▶ [What to produce] Reproduce every item below without changing anything.

▶ [Object position labeling entries]

------------------------------------------------------------------------

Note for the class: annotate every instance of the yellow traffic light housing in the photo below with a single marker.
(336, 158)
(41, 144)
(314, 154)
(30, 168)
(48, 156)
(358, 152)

------------------------------------------------------------------------

▶ [Full response]
Note for the class: annotate every instance of the yellow traffic light housing in the photo below with a single marker.
(336, 158)
(41, 144)
(314, 154)
(30, 168)
(48, 156)
(358, 152)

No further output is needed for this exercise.